══ Text shown
Sponsored Content
Top Forums Shell Programming and Scripting Read content between xml tags with awk, grep, awk or what ever... Post 302402760 by durden_tyler on Wednesday 10th of March 2010 02:51:05 PM
Old 03-10-2010
Here's a Perl solution. Assume your file is as follows -

Code:
$
$
$ cat sample.xml
<?xml version="1.0"?>
<catalog>
   <book id="bk101">
      <author>Gambardella, Matthew</author>
      <title>XML Developer's Guide</title>
      <genre>Computer</genre>
      <price>44.95</price>
      <publish_date>2000-10-01</publish_date>
      <description>An in-depth look at creating applications with XML.</description>
   </book>
   <book id="bk102">
      <author>Ralls, Kim</author>
      <title>Midnight Rain</title>
      <genre>Fantasy</genre>
      <price>5.95</price>
      <publish_date>2000-12-16</publish_date>
      <description>A former architect battles corporate zombies,
      an evil sorceress, and her own childhood to become queen
      of the world.</description>
   </book>
   <book id="bk103">
      <author>Corets, Eva</author>
      <title>Maeve Ascendant</title>
      <genre>Fantasy</genre>
      <price>5.95</price>
      <publish_date>2000-11-17</publish_date>
      <description>After the collapse of a nanotechnology
      society in England, the young survivors lay the
      foundation for a new society.</description>
   </book>
   <book id="bk104">
      <author>Corets, Eva</author>
      <title>Oberon's Legacy</title>
      <genre>Fantasy</genre>
      <price>5.95</price>
      <publish_date>2001-03-10</publish_date>
      <description>In post-apocalypse England, the mysterious
      agent known only as Oberon helps to create a new life
      for the inhabitants of London. Sequel to Maeve
      Ascendant.</description>
   </book>
   <book id="bk105">
      <author>Corets, Eva</author>
      <title>The Sundered Grail</title>
      <genre>Fantasy</genre>
      <price>5.95</price>
      <publish_date>2001-09-10</publish_date>
      <description>The two daughters of Maeve, half-sisters,
      battle one another for control of England. Sequel to
      Oberon's Legacy.</description>
   </book>
</catalog>
$
$

You want to pick up the stuff between the "<description>, </description>" tags.

The first occurrence is on a single line. The rest of them span multiple lines and you want the newlines to be preserved. I shall assume that you want the whitespaces to be preserved as well.

Here's the script -

Code:
$
$ perl -lne 'BEGIN{undef $/} while (/<description>(.*?)<\/description>/sg){print $1}' sample.xml
An in-depth look at creating applications with XML.
A former architect battles corporate zombies,
      an evil sorceress, and her own childhood to become queen
      of the world.
After the collapse of a nanotechnology
      society in England, the young survivors lay the
      foundation for a new society.
In post-apocalypse England, the mysterious
      agent known only as Oberon helps to create a new life
      for the inhabitants of London. Sequel to Maeve
      Ascendant.
════
══ Given records
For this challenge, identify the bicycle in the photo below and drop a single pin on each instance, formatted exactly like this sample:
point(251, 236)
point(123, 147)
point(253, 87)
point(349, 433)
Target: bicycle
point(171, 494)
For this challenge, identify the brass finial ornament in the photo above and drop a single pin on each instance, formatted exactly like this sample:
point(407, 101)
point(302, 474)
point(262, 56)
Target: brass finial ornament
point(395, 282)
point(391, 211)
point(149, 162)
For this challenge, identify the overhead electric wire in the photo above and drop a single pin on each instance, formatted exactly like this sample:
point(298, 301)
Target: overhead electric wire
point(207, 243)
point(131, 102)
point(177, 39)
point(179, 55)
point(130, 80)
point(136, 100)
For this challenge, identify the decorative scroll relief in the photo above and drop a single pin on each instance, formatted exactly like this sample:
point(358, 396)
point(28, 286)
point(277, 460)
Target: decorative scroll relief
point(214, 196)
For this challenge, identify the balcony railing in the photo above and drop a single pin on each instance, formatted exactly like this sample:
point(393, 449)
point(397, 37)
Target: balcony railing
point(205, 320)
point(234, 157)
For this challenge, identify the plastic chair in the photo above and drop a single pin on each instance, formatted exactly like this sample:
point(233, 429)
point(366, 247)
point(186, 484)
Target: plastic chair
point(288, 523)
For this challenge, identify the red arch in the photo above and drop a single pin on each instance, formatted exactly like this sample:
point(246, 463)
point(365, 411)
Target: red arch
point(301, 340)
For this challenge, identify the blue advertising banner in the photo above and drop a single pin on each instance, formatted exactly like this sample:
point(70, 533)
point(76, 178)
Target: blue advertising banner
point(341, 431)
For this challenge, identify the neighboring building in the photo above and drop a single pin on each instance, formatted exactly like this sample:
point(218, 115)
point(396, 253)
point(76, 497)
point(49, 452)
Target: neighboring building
════
### Exercise instructions
**A.** Repeat everything in the forum post from "The first occurrence" down to "preserved as well.".
**B.** Answer these questions from the forum post:
(i) What price is listed for the book titled "Midnight Rain"?
(ii) Which author is listed for "The Sundered Grail"?
(iii) Besides newlines, what does the poster assume should be preserved?

### Answers to the tasks
**A.**
The first occurrence is on a single line. The rest of them span multiple lines and you want the newlines to be preserved. I shall assume that you want the whitespaces to be preserved as well.

**B.**
(i) 5.95
(ii) Corets, Eva
(iii) The whitespaces